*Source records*
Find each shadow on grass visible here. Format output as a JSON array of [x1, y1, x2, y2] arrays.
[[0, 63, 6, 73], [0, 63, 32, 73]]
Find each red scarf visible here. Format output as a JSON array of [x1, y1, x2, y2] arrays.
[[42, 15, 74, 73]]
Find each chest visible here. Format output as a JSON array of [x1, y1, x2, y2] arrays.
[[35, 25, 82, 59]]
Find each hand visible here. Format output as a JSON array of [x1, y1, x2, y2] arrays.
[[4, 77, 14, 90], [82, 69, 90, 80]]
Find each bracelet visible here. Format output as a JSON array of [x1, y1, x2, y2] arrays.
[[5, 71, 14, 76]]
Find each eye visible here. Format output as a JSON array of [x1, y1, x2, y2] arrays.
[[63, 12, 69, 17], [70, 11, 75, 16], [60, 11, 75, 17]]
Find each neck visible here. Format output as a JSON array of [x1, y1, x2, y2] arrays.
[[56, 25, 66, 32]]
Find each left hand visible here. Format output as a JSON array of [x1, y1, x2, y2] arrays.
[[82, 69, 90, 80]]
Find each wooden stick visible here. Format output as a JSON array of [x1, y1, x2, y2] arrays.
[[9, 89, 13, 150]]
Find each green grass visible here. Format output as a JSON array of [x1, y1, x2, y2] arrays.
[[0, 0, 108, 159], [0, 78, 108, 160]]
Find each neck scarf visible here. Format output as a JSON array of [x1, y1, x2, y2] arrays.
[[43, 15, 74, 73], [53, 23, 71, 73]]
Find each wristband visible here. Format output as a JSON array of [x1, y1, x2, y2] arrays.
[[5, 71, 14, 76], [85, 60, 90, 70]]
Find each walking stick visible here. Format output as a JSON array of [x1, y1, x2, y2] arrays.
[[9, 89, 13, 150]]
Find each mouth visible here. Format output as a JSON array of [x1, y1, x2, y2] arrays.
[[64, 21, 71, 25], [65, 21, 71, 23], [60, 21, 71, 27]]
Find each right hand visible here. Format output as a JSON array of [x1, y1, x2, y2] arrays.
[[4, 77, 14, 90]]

*WORK TO BE COMPLETED*
Set down all of the records shown above once more, exactly.

*RESPONSE TO THE TASK*
Find each shadow on grass visible here. Format output as a JSON array of [x1, y1, x2, y2] arrays.
[[0, 63, 6, 73], [0, 63, 32, 73]]
Find each red scarf visible here. Format output as a JSON array of [x1, y1, x2, y2] arrays.
[[42, 15, 74, 73]]
Find each chest visible here. Format output as a JSON array of [x1, y1, x2, y2] arrays.
[[35, 25, 82, 59]]
Find each hand visible here. Format output as a JSON array of [x1, y1, x2, y2] arrays.
[[4, 77, 14, 90], [82, 69, 90, 80]]
Find each bracelet visible here. Format output as a JSON array of [x1, y1, x2, y2] arrays.
[[5, 71, 14, 76]]
Find each eye visible here. Format output as a JSON array of [x1, y1, x2, y2] arrays.
[[63, 12, 69, 17], [70, 11, 75, 16], [60, 11, 75, 17]]
Find each neck visible here. Format output as a JSON array of [x1, y1, x2, y2] arrays.
[[56, 25, 66, 32]]
Find each left hand visible here. Format output as a JSON array of [x1, y1, x2, y2] arrays.
[[82, 69, 90, 80]]
Find each wooden stick visible here. Format output as a JSON array of [x1, y1, x2, y2] arrays.
[[9, 89, 13, 150]]
Find each green grass visible here. Format output as a JSON array of [x1, y1, x2, y2] arrays.
[[0, 0, 108, 159], [0, 78, 108, 160]]
Find each neck scarf visible here. Format output as a JSON array of [x1, y1, x2, y2] arrays.
[[43, 15, 74, 73], [53, 23, 71, 73]]
Find each wristband visible here. Format output as a JSON array of [x1, y1, x2, y2] arrays.
[[5, 71, 14, 76], [85, 60, 90, 70]]
Find each walking stick visible here. Format output as a JSON array of [x1, y1, x2, y2] arrays.
[[9, 89, 13, 150]]
Find each mouth visible here. Format output as a JSON array of [x1, y1, x2, y2] arrays.
[[64, 21, 71, 25], [65, 21, 71, 23], [60, 21, 71, 27]]
Find each right hand visible here. Format output as a JSON array of [x1, y1, x2, y2] arrays.
[[4, 77, 14, 90]]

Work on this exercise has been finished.